[Task to complete]
Put every one of the following lines into a numbered list, skipping blank lines and omitting the pictures.

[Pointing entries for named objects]
::::::::::

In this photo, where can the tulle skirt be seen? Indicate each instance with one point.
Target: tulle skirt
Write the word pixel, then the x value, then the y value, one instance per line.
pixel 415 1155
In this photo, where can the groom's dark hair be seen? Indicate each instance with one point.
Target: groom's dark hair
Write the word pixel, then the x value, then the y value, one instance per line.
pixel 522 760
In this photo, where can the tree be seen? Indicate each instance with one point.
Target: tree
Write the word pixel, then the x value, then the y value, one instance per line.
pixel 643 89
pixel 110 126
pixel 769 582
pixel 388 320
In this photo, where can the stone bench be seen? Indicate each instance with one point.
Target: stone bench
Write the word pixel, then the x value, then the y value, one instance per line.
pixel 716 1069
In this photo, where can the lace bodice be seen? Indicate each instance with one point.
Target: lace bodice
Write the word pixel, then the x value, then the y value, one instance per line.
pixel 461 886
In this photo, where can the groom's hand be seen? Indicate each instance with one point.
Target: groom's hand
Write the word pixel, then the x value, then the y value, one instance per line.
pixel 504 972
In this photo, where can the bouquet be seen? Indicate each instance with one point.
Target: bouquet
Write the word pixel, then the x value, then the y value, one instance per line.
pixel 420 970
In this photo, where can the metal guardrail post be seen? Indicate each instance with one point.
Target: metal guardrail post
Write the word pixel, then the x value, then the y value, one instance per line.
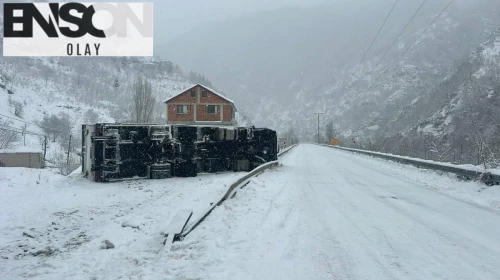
pixel 486 177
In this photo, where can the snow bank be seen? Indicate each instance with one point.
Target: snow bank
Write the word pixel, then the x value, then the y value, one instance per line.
pixel 53 226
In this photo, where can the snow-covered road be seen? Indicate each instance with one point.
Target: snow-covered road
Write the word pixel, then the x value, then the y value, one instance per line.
pixel 330 214
pixel 322 214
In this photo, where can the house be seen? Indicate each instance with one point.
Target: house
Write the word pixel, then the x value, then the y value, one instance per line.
pixel 200 105
pixel 23 157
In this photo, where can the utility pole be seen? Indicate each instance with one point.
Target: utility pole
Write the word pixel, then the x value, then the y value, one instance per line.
pixel 69 148
pixel 318 122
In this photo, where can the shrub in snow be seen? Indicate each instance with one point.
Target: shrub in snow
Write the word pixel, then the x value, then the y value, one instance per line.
pixel 106 244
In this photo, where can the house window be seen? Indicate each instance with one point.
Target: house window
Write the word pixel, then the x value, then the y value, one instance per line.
pixel 212 109
pixel 182 109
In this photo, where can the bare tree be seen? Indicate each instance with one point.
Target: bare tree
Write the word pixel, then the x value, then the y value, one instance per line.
pixel 47 72
pixel 7 135
pixel 440 153
pixel 18 107
pixel 144 101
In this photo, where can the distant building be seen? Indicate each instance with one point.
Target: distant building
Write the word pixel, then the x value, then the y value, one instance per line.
pixel 199 105
pixel 24 157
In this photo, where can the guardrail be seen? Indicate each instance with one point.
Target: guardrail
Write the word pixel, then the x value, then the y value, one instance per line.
pixel 230 191
pixel 485 176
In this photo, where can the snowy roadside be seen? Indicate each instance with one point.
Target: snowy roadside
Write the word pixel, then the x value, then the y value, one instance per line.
pixel 443 182
pixel 477 168
pixel 52 226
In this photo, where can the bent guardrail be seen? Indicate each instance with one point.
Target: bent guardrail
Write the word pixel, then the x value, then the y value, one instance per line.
pixel 485 176
pixel 230 191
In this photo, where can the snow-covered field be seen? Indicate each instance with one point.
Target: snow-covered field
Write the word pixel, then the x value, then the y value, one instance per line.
pixel 51 226
pixel 322 214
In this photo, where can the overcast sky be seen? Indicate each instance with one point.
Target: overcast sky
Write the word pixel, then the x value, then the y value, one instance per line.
pixel 174 17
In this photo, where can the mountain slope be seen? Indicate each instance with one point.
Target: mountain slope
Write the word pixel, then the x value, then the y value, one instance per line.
pixel 286 64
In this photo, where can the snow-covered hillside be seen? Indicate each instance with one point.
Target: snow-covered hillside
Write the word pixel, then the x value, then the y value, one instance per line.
pixel 78 90
pixel 291 71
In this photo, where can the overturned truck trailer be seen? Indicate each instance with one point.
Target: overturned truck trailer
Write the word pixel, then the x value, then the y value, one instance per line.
pixel 113 152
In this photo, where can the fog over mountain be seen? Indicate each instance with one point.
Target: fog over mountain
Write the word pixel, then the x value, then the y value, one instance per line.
pixel 283 65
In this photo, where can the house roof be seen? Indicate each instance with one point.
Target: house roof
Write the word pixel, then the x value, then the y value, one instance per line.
pixel 207 88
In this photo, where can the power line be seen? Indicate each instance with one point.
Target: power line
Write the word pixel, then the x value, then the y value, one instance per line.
pixel 26 132
pixel 48 128
pixel 401 33
pixel 400 58
pixel 374 39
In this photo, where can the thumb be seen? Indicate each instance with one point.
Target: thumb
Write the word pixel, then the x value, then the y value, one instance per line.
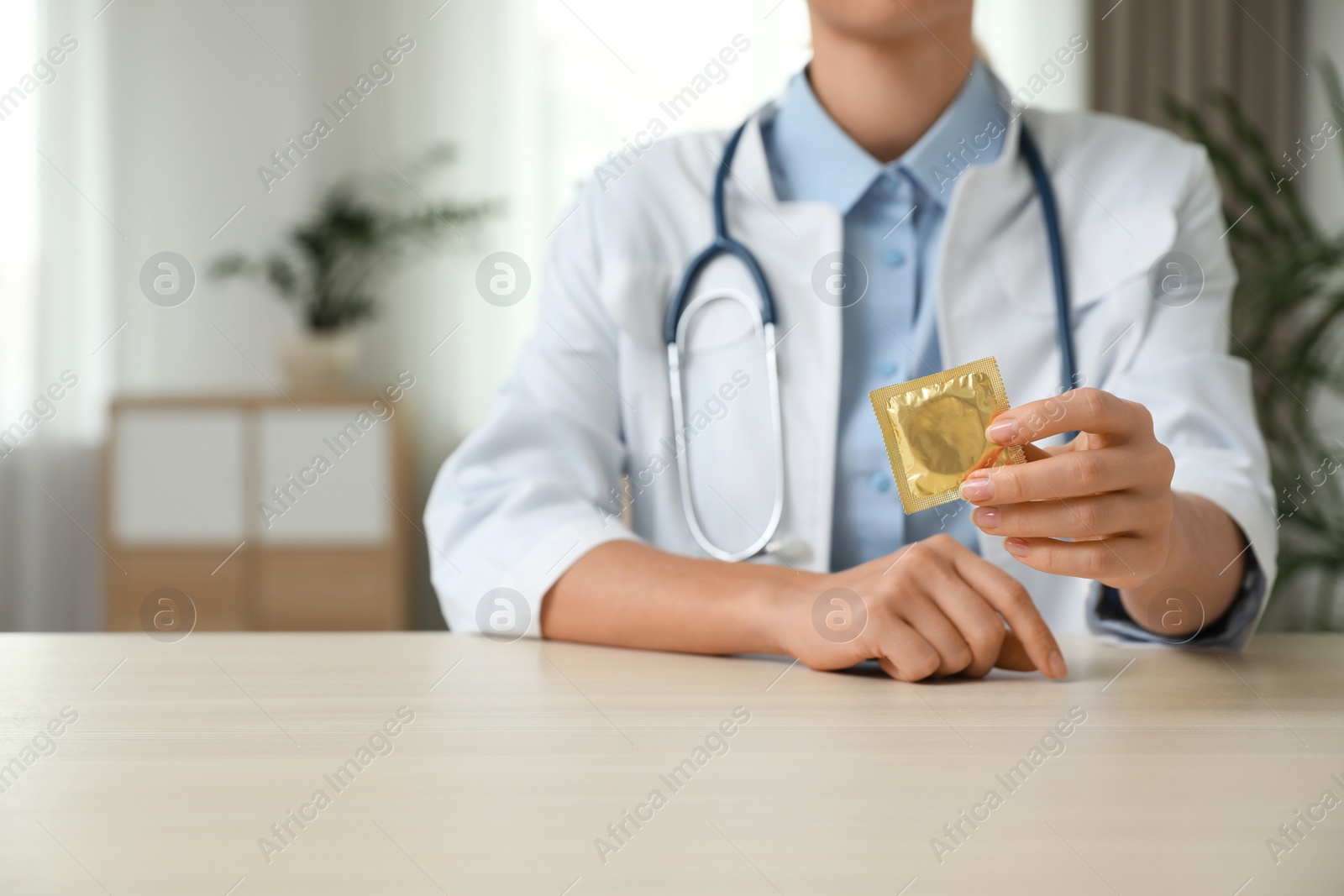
pixel 1014 656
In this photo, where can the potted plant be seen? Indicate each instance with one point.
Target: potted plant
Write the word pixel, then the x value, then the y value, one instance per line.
pixel 333 262
pixel 1288 320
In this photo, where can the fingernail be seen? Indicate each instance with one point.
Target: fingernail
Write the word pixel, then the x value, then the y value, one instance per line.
pixel 1003 432
pixel 1057 665
pixel 979 490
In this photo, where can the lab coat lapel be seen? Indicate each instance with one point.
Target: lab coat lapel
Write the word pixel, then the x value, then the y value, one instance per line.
pixel 792 241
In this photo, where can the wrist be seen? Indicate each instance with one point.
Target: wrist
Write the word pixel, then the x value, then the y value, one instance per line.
pixel 784 605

::::::::::

[Task response]
1. In this photo, where can the tulle skirt be seen? Indicate each instance with one point.
2. Target: tulle skirt
3. Write the word pixel, then the x value, then the y value, one instance per line.
4. pixel 415 1155
5. In this photo, where can the groom's dark hair be seen? Indicate each instance with one point.
6. Target: groom's dark hair
7. Write the word pixel, then the x value, then the y value, one instance per line.
8. pixel 522 760
9. In this photo, where can the tree be seen? Indicate each instance with one point.
10. Target: tree
11. Write the word pixel, then the x value, then the y value, one instance per line.
12. pixel 643 89
13. pixel 110 126
14. pixel 769 582
15. pixel 388 320
16. In this photo, where can the stone bench be seen? Indicate each instance with one point.
17. Target: stone bench
18. Write the word pixel, then the x value, then the y value, one instance per line.
19. pixel 716 1069
20. In this photo, where can the lace bodice be seen? Indicate each instance with one point.
21. Target: lace bodice
22. Write the word pixel, then the x value, then the y value, one instance per line.
23. pixel 461 886
24. In this photo, where can the groom's hand be seen? Indicate each instance with one point.
25. Target: groom's hand
26. Write the word pixel, then the x value, then the y value, one instance per line.
27. pixel 504 972
28. In this photo, where can the bouquet be seen? Indicate each instance with one point.
29. Target: bouquet
30. Write the word pixel, then the x value, then the y value, one instance per line.
31. pixel 420 970
32. In this photo, where can the metal guardrail post be seen? Indicate each instance with one point.
33. Target: metal guardrail post
34. Write the word pixel, then the x value, then the y value, one instance per line.
35. pixel 486 177
36. In this photo, where can the snow bank be seen? Indicate each instance with one point.
37. Target: snow bank
38. Write the word pixel, then the x value, then the y value, one instance per line.
39. pixel 53 226
40. In this photo, where can the snow-covered road be seen? Indicate each instance with one point.
41. Target: snow-covered road
42. Write the word pixel, then the x value, then the y value, one instance per line.
43. pixel 330 214
44. pixel 322 214
45. In this photo, where can the house be seen? Indicate each instance with one point.
46. Target: house
47. Write the word pixel, then the x value, then the y value, one instance per line.
48. pixel 200 105
49. pixel 23 157
50. In this photo, where can the utility pole be seen? Indicate each instance with one point.
51. Target: utility pole
52. Write the word pixel, then the x value, then the y value, one instance per line.
53. pixel 69 148
54. pixel 318 122
55. In this photo, where can the shrub in snow be seen? Indicate each instance with one point.
56. Target: shrub in snow
57. Write the word pixel, then the x value, then the y value, one instance per line.
58. pixel 106 244
59. In this photo, where can the house window be seen? Indicate each instance with one point.
60. Target: house window
61. Write the word pixel, then the x value, then the y value, one instance per line.
62. pixel 212 109
63. pixel 182 109
64. In this photo, where can the bare tree be seen? Indicate each instance with one point.
65. Target: bare tree
66. Write the word pixel, then the x value, then the y value, one instance per line.
67. pixel 47 72
68. pixel 7 135
69. pixel 440 153
70. pixel 18 107
71. pixel 144 101
72. In this photo, where can the distant building be seen? Indicate each instance with one point.
73. Target: distant building
74. Write the word pixel, then the x value, then the y value, one instance per line.
75. pixel 199 105
76. pixel 24 157
77. In this photo, where can the guardrail be seen? Indicate each instance with one point.
78. Target: guardrail
79. Write the word pixel, then the x value, then the y value, one instance per line.
80. pixel 230 191
81. pixel 485 176
82. In this photo, where can the snowy roadside be seen? Indicate each instance with one point.
83. Target: snowy roadside
84. Write the word pixel, then the x value, then the y value, one instance per line.
85. pixel 443 182
86. pixel 477 168
87. pixel 52 226
88. In this photo, where can the bent guardrail be seen? Indicate each instance with one point.
89. Target: bent guardrail
90. Write the word pixel, then the x value, then the y value, one instance per line.
91. pixel 485 176
92. pixel 230 191
93. In this photo, where can the snow-covered field be seen? Indicate each instance with one point.
94. Target: snow-covered field
95. Write the word pixel, then the x value, then the y value, one instance per line.
96. pixel 51 226
97. pixel 322 214
98. In this photo, where can the overcast sky be seen? Indicate each instance with one point.
99. Target: overcast sky
100. Write the word pixel, then the x value, then the y value, one instance per line.
101. pixel 174 17
102. In this photo, where can the mountain slope be seen? Indicate each instance with one point.
103. Target: mountain slope
104. Write the word pixel, then the x value, then the y value, one instance per line.
105. pixel 286 64
106. In this photo, where can the snow-covered hillside be seen? Indicate each instance with one point.
107. Target: snow-covered hillside
108. Write the word pixel, then the x value, then the y value, one instance per line.
109. pixel 78 90
110. pixel 291 71
111. In this photo, where can the overturned truck trailer be seen? Indicate each instance with one point.
112. Target: overturned truck trailer
113. Write the word pixel, then the x value, then the y value, one instance per line.
114. pixel 113 152
115. In this photo, where can the fog over mountain be seen? Indicate each instance with one point.
116. Target: fog over mountain
117. Write the word pixel, then the x value, then the y value, one instance per line.
118. pixel 283 65
119. In this photo, where can the house roof be seen? Indicate each instance with one point.
120. Target: house roof
121. Write the word pixel, then the x value, then the y value, one instance per line.
122. pixel 207 88
123. In this photo, where can the power line be seen? Indicate each instance with one point.
124. Target: power line
125. Write the word pixel, then the x value, then the y value, one instance per line.
126. pixel 26 132
127. pixel 48 128
128. pixel 401 33
129. pixel 400 58
130. pixel 374 39
131. In this photo, where can the thumb be seen? Indicate each instance with one point.
132. Target: thumb
133. Write the word pixel, then the x value, then the y value, one instance per line.
134. pixel 1014 656
135. In this photo, where can the potted plant be seen? Indicate each instance with one point.
136. Target: potted plant
137. Write the word pixel, then the x value, then the y value, one instance per line.
138. pixel 333 262
139. pixel 1288 320
140. In this photo, where can the fingernail be seen? Indicate each instance with one point.
141. Target: fingernail
142. Write the word pixel, then the x value, then the y value, one instance per line.
143. pixel 1003 432
144. pixel 1057 665
145. pixel 979 490
146. In this photo, where can the lab coat lapel be seen? Indicate each instance with one point.
147. Target: lab coat lapel
148. Write the word pixel, then the x value, then the y value, one instance per line.
149. pixel 792 241
150. In this photo, where can the wrist be seen? Indicate each instance with one point.
151. Target: wrist
152. Write the word pixel, then the x value, then the y value, one instance per line.
153. pixel 784 605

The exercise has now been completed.